**Exercise instructions:**
Only the lines from the line containing "the player's outstretched" to the end of the entries should be repeated, exactly as they appear.
——————
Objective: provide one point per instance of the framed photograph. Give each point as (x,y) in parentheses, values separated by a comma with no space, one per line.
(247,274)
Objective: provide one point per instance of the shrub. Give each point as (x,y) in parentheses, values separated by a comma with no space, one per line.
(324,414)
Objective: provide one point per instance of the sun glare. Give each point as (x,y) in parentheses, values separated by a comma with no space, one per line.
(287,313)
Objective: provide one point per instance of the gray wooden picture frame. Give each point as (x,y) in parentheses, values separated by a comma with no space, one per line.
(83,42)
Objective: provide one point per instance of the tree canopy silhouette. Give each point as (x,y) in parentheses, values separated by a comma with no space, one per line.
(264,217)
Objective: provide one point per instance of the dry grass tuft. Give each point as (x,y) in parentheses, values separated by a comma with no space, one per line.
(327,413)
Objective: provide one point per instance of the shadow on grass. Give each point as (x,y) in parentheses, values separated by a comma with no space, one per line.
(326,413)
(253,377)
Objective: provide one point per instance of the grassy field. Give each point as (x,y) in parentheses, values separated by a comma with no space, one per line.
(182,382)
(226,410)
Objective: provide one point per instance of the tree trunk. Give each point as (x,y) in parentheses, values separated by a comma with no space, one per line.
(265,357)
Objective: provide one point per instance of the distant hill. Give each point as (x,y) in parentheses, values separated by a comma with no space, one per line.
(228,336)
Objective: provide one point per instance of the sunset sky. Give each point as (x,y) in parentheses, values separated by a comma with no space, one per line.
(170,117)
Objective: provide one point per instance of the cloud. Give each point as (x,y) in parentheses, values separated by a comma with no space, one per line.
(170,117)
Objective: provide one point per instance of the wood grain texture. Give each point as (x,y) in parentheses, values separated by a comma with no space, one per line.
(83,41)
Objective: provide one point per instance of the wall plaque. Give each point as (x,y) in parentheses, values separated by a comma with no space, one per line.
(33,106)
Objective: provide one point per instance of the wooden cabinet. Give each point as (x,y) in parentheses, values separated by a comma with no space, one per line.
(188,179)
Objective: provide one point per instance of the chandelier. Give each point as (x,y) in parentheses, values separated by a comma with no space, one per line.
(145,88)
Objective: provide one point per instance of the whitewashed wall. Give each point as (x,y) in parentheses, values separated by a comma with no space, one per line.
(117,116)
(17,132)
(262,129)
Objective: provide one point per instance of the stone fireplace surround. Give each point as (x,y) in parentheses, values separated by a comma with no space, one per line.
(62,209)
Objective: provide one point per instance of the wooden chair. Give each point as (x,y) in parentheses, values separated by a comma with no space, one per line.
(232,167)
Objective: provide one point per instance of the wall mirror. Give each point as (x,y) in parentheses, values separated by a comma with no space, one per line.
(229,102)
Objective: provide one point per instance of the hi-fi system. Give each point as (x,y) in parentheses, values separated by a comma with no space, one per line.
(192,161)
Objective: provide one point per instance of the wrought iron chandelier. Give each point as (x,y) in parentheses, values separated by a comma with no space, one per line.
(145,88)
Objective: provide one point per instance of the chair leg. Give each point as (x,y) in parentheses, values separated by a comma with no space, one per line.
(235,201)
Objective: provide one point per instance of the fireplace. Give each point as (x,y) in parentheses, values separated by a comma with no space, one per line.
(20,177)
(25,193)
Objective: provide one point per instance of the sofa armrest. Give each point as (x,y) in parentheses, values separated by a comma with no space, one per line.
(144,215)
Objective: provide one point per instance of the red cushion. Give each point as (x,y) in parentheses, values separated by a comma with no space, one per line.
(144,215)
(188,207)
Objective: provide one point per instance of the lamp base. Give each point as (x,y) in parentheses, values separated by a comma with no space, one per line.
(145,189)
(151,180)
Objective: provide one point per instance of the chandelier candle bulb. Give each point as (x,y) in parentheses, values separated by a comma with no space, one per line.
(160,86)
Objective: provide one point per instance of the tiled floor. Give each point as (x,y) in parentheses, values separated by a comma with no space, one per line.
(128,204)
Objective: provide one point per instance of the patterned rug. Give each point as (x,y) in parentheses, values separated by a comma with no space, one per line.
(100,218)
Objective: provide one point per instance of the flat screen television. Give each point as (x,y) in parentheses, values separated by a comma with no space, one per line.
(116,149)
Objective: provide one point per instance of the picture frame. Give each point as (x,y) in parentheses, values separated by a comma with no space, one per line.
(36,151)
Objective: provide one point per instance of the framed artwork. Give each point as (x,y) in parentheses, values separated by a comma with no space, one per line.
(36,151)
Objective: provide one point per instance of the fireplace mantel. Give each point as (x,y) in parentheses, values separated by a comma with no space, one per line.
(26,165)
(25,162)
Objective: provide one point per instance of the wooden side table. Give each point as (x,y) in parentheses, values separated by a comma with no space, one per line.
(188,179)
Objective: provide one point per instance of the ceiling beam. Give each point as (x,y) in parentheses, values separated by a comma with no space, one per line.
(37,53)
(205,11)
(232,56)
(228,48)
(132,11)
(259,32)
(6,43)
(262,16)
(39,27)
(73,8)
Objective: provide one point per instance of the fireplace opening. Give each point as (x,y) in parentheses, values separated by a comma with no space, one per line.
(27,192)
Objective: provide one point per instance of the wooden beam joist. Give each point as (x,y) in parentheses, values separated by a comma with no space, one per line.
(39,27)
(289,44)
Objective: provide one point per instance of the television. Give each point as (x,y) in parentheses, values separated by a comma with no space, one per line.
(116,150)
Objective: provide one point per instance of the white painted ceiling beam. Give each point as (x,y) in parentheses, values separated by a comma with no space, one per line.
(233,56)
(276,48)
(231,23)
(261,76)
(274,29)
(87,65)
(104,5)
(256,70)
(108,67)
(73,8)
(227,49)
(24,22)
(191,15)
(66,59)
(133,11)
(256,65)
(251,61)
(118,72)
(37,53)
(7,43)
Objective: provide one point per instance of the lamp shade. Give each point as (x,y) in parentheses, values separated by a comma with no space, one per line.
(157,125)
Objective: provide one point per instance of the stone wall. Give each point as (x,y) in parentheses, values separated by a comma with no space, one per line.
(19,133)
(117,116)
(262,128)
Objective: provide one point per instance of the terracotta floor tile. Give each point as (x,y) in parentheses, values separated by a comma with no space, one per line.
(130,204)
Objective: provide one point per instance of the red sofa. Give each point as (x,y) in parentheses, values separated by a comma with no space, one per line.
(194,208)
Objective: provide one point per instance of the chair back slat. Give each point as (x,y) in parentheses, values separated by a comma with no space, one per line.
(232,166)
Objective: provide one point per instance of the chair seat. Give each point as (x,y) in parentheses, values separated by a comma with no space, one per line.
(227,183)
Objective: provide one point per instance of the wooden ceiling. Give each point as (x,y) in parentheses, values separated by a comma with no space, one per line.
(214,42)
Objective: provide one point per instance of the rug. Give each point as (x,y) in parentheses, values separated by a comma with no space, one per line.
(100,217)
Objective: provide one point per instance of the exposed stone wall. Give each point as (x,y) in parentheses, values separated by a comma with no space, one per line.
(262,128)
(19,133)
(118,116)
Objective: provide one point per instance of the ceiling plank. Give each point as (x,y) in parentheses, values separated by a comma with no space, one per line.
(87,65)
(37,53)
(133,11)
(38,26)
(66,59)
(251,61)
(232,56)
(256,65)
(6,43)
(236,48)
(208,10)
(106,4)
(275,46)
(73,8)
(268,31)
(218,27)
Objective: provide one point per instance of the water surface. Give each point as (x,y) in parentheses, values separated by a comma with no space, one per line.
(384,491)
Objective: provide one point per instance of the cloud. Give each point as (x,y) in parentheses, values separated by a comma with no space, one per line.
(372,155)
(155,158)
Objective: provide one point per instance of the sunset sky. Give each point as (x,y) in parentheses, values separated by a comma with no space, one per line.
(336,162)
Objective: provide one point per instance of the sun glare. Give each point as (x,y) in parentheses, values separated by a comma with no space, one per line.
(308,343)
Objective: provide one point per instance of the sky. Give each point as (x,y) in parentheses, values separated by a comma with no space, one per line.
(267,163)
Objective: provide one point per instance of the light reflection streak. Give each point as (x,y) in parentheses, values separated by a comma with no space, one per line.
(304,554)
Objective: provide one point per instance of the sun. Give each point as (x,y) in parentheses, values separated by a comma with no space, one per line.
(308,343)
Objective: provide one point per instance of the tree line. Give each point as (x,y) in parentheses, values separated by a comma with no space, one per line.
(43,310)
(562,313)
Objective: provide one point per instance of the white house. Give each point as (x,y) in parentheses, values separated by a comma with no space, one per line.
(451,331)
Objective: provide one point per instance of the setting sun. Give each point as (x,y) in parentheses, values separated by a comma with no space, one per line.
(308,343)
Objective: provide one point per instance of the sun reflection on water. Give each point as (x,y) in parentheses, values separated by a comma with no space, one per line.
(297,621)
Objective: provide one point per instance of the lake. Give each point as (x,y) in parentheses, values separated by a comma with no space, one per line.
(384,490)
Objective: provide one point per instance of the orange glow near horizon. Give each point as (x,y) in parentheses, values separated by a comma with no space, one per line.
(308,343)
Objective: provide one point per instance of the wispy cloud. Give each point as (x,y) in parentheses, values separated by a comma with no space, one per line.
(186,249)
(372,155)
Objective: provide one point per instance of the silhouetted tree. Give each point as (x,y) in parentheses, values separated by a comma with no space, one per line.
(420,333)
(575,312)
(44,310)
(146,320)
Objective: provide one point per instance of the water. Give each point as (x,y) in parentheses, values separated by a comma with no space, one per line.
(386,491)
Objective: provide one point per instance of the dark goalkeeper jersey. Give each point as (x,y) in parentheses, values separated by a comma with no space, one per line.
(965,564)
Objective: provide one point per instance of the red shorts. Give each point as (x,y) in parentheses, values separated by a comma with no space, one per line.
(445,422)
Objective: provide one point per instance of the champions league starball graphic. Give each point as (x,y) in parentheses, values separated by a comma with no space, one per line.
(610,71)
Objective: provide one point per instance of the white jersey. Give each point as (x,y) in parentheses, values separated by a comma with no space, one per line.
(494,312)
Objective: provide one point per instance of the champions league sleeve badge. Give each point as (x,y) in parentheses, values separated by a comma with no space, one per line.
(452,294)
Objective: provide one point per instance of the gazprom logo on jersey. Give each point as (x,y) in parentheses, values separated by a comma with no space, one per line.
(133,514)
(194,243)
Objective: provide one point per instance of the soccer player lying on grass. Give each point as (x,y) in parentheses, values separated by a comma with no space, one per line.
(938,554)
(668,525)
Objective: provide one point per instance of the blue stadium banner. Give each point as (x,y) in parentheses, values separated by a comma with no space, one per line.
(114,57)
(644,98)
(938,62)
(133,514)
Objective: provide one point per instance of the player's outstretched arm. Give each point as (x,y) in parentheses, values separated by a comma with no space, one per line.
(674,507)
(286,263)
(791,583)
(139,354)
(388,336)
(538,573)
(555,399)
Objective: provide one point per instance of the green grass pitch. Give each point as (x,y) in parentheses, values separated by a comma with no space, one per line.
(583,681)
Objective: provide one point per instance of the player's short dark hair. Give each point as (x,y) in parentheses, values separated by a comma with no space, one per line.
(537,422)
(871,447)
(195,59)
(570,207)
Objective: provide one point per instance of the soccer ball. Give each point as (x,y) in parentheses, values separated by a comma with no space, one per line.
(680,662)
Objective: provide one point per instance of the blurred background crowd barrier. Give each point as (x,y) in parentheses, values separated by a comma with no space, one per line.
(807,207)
——————
**Answer for this exercise:**
Objective: provide one point per instance of the player's outstretched arm. Give each point as (x,y) in parentheses, values separated by a comma with no space, one per line.
(674,507)
(286,263)
(791,583)
(139,354)
(388,336)
(538,573)
(555,399)
Objective: provide one point per instance of the green grass pitch. Give each point as (x,y) in parentheses, values separated by a comma with no space, one per line.
(583,681)
Objective: provide one point per instance of the player's short dark hair. Give each point as (x,y) in parentheses, values separated by a comma with no space, one per line.
(537,422)
(871,447)
(195,59)
(570,207)
Objective: provide one point per instance of the soccer ball. Give each point as (x,y) in parentheses, values separated by a comma with no space, one per line.
(680,662)
Objective: provide one point per instance of the blurred background crowd barrier. Give each point as (x,y) in parentheses, values separated by a comma with no space, one per line.
(807,207)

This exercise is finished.